→ **Problem**
Word for word, transcribe the data below from the line with "Query: colored stripe logo" to the line with "of the dark", keeping both of those lines.

→ **Supplied entries**
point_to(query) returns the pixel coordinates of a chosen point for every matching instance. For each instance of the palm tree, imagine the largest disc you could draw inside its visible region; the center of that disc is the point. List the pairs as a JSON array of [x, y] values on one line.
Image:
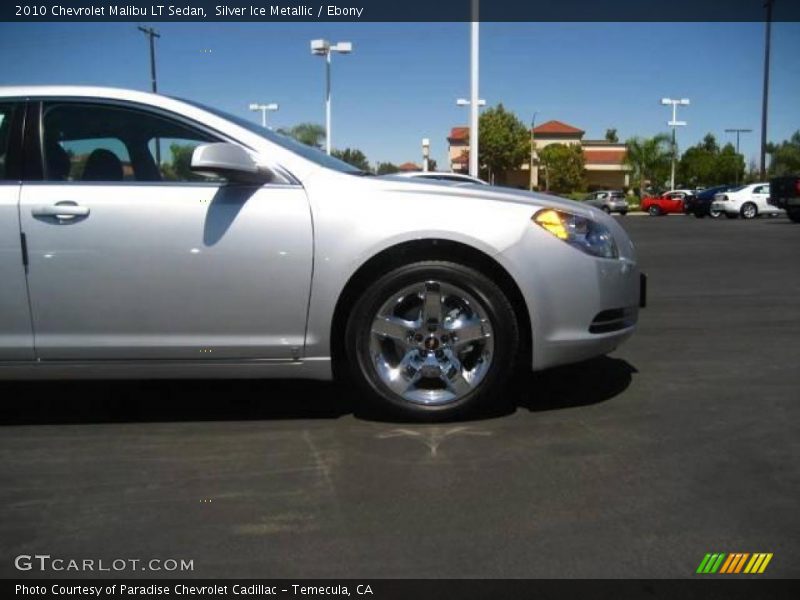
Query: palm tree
[[648, 157]]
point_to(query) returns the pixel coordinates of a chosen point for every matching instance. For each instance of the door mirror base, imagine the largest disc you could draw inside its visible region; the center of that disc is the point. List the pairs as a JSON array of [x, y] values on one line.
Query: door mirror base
[[229, 161]]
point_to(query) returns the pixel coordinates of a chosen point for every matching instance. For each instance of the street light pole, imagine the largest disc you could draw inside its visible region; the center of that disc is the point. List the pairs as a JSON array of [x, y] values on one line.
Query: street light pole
[[674, 123], [765, 95], [737, 132], [472, 138], [264, 108], [325, 48], [473, 115], [533, 150], [152, 34]]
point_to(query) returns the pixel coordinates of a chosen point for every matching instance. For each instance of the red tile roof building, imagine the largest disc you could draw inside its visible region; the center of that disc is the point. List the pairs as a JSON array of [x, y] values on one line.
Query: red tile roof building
[[604, 169]]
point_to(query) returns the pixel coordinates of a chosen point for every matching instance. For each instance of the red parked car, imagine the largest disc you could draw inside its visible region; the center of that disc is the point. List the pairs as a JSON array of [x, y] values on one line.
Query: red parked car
[[665, 204]]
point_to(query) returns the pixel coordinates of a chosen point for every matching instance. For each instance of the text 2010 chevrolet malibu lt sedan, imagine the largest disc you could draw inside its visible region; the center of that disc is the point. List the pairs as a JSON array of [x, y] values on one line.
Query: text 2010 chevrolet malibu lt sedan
[[143, 236]]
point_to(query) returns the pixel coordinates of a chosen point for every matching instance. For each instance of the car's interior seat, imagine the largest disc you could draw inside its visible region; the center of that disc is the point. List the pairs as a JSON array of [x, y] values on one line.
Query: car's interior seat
[[58, 162], [102, 165]]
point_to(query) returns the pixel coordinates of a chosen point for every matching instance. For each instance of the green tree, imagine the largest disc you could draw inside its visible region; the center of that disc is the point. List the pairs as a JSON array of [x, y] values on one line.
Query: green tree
[[706, 164], [178, 167], [353, 156], [504, 141], [386, 168], [697, 166], [785, 157], [564, 165], [729, 166], [649, 159], [709, 144], [309, 134]]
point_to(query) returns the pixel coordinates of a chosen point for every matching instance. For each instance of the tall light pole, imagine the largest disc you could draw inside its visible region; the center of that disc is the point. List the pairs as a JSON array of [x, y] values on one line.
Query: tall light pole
[[263, 108], [533, 150], [325, 48], [474, 106], [765, 94], [674, 123], [737, 132], [473, 138], [152, 34]]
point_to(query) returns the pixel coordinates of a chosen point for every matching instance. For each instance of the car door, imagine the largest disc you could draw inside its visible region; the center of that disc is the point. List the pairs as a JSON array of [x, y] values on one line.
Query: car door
[[760, 197], [676, 202], [16, 336], [134, 256]]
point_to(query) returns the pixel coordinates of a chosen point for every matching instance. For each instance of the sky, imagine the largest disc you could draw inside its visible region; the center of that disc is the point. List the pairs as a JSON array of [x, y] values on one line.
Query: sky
[[401, 82]]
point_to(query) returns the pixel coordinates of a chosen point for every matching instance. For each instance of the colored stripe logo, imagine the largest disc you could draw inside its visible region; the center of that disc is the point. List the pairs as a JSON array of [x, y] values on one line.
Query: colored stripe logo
[[734, 563]]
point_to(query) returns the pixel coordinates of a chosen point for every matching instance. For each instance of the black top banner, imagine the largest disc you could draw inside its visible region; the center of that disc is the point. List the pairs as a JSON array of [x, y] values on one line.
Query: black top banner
[[405, 11], [405, 589]]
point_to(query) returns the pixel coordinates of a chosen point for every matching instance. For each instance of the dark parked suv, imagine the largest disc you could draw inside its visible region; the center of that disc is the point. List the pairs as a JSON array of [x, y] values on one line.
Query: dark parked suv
[[609, 200], [699, 203], [784, 192]]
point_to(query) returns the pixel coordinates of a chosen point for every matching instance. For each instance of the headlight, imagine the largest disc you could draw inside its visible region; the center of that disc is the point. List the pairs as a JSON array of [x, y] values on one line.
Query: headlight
[[582, 233]]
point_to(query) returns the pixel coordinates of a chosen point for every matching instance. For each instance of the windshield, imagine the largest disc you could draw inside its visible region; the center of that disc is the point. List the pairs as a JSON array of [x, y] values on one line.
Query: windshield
[[284, 141]]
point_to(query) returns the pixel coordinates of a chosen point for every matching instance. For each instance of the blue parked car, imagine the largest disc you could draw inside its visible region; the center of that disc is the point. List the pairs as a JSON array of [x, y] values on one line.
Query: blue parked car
[[699, 204]]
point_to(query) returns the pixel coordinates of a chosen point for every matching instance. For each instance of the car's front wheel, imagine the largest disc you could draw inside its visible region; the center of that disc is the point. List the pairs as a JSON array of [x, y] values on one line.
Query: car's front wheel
[[431, 340], [749, 210]]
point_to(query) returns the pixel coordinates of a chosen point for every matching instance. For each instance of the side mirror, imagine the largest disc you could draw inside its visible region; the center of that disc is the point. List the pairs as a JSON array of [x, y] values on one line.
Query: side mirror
[[229, 161]]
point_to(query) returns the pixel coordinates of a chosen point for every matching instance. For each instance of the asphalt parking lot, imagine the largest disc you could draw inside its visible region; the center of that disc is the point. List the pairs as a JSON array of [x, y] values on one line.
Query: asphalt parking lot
[[684, 441]]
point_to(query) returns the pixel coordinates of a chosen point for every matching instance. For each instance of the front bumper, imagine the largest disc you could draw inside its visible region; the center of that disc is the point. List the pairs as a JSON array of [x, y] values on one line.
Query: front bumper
[[580, 306], [723, 207]]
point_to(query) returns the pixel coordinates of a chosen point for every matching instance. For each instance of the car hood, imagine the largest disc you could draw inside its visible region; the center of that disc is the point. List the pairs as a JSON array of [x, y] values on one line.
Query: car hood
[[433, 189]]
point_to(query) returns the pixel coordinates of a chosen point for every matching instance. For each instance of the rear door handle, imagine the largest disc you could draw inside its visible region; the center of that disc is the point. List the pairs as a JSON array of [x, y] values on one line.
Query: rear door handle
[[61, 210]]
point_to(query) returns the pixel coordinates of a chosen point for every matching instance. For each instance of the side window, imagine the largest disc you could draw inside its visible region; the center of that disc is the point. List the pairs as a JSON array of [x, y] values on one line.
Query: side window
[[79, 152], [109, 143], [6, 112]]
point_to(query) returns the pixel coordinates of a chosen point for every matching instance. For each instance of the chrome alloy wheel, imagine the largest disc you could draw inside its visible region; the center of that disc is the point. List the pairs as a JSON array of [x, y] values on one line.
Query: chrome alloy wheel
[[431, 343]]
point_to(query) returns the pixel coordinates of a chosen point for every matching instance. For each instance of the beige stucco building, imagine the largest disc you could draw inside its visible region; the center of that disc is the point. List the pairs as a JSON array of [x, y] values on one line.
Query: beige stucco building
[[604, 161]]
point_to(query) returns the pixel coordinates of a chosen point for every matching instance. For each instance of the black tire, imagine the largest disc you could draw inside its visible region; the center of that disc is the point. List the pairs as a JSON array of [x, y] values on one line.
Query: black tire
[[498, 311], [748, 210]]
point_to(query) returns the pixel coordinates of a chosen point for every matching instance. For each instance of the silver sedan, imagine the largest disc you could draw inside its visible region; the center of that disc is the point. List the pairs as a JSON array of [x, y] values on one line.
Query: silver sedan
[[145, 236]]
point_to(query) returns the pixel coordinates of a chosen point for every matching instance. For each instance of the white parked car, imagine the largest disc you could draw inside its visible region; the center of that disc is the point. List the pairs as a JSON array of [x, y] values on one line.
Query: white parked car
[[451, 178], [746, 201], [142, 236]]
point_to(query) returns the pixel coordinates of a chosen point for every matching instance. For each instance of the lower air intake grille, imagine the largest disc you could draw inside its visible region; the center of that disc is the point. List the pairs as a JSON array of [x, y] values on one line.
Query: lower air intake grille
[[613, 320]]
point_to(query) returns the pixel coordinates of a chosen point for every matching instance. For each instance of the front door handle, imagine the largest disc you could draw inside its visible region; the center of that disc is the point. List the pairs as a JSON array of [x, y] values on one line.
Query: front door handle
[[61, 210]]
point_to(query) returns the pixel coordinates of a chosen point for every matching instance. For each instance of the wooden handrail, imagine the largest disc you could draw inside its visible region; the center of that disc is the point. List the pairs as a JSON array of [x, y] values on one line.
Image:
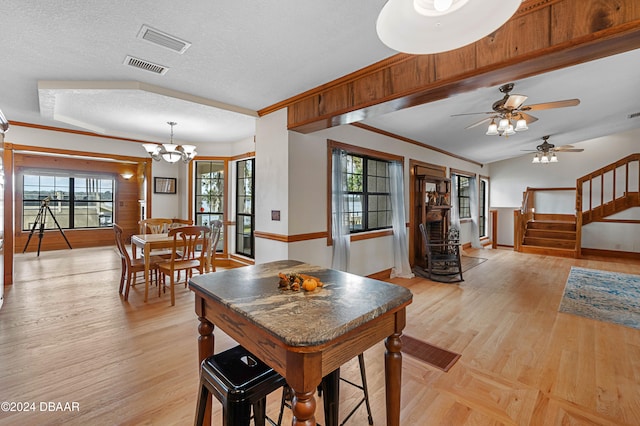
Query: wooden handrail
[[605, 208]]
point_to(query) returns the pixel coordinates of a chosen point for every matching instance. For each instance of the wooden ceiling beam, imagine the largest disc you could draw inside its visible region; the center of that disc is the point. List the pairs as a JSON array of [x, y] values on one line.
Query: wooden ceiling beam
[[542, 36]]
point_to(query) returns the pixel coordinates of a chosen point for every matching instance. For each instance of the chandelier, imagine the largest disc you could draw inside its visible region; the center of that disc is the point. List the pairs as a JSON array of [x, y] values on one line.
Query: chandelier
[[505, 126], [434, 26], [171, 152]]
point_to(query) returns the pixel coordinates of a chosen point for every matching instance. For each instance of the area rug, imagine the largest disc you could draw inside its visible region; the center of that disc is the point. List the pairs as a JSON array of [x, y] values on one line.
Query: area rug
[[432, 355], [603, 296]]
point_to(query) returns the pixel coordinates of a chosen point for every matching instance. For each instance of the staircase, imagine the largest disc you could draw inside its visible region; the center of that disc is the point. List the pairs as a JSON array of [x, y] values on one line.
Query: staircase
[[608, 190], [551, 234], [600, 194]]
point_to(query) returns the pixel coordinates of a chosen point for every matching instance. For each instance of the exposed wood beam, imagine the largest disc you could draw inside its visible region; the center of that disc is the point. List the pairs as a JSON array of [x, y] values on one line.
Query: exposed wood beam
[[542, 36]]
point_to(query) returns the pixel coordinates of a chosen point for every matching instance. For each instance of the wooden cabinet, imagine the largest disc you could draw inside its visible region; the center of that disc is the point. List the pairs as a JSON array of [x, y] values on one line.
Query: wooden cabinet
[[433, 196]]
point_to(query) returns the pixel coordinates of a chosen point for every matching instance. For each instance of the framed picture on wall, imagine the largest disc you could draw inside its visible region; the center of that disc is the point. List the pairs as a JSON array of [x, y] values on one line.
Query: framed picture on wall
[[164, 185]]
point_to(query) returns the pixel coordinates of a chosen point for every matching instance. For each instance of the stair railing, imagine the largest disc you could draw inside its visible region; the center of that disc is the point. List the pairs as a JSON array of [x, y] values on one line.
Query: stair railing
[[608, 190]]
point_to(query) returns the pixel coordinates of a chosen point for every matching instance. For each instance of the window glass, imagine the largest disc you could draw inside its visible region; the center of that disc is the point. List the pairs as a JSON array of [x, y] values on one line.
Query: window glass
[[74, 202], [464, 201], [367, 199], [245, 207]]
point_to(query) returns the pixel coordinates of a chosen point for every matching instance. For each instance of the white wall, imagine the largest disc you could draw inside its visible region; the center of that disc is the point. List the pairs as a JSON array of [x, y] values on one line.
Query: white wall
[[165, 205], [510, 178], [304, 159]]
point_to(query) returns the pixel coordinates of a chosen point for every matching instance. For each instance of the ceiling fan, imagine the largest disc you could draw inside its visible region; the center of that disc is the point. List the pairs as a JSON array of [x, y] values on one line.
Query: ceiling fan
[[546, 152], [511, 108]]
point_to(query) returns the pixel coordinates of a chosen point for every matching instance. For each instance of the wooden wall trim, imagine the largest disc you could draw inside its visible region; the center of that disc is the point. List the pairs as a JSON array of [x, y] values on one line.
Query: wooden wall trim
[[610, 253], [8, 237], [459, 172], [75, 132], [543, 36], [414, 142], [320, 235], [243, 156], [632, 221], [354, 149], [290, 238], [26, 149]]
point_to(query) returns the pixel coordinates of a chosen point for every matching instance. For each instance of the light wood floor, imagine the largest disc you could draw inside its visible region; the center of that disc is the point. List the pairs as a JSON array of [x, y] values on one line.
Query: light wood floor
[[67, 336]]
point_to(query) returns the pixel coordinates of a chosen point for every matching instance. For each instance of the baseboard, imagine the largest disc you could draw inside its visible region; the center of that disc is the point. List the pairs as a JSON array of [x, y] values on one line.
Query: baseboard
[[610, 253]]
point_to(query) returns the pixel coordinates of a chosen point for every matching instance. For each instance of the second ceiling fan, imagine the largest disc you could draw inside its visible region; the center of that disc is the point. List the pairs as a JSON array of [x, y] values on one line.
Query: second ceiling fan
[[511, 109]]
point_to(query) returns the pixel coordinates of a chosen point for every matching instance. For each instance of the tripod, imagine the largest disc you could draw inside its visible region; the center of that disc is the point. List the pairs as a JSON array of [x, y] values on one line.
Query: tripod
[[41, 218]]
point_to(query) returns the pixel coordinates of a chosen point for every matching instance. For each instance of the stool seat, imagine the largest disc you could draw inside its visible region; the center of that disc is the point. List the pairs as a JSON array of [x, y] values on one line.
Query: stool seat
[[240, 381]]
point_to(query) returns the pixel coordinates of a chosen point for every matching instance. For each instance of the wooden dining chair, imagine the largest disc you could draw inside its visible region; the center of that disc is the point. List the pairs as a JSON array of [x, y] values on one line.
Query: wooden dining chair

→ **Written response**
Query: colored stripe logo
[[734, 563]]
point_to(query) returns the pixel coordinates of a chosen point for every matching instance. For each instance of the black top banner, imagine the largest disc you could draw inside its visible region; the center of that disc is the point. List the pairs as a JSON array of [x, y] values on one line.
Query: black top banner
[[405, 11], [405, 589]]
point_to(query) returns the pixel coordinates of a chosen point for every matching instance. For each instance of the dark parked suv, imagine the largest disc you could draw inside its visible region; the center of that disc is the point. List the pairs as a JSON array of [x, y] values on one line.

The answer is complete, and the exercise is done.